• Activity
What lines in the data below mention the string "find"? Copy them out.

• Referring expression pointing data
##########

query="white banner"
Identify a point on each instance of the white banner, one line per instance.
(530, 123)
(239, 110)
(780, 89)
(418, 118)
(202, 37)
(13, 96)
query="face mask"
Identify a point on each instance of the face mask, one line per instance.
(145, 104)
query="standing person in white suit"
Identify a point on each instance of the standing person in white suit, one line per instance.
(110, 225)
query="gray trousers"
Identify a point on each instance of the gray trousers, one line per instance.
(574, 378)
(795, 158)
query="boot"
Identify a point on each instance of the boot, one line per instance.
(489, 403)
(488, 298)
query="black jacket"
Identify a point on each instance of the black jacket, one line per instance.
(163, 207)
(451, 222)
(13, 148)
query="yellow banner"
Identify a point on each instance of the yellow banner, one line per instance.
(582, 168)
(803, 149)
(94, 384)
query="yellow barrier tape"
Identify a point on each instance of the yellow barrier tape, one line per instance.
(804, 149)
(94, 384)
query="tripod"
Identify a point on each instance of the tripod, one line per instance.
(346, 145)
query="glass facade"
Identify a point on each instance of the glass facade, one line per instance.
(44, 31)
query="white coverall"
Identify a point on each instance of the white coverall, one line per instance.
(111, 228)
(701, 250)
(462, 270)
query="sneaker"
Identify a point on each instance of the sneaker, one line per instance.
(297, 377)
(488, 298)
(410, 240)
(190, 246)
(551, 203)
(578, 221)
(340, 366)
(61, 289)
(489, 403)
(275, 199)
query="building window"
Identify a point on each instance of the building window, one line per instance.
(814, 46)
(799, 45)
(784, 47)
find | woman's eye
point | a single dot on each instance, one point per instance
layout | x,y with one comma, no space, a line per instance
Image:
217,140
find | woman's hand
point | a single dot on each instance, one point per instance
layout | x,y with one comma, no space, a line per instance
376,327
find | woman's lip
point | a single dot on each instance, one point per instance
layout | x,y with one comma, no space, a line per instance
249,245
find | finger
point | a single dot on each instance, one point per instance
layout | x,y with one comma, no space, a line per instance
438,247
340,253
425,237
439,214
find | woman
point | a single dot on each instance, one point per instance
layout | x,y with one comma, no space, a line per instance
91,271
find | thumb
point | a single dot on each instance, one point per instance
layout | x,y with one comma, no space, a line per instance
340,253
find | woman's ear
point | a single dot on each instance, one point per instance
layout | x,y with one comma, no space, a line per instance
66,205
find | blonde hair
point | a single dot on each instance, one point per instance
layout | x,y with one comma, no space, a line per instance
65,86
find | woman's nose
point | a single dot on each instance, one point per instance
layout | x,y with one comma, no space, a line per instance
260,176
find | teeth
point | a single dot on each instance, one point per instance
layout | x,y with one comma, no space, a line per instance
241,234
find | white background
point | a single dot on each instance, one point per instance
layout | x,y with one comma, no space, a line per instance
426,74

##########

• Solution below
find | woman's eye
find | woman's hand
find | woman's lip
find | finger
find | woman
find | thumb
find | woman's ear
find | blonde hair
find | woman's nose
find | teeth
find | white background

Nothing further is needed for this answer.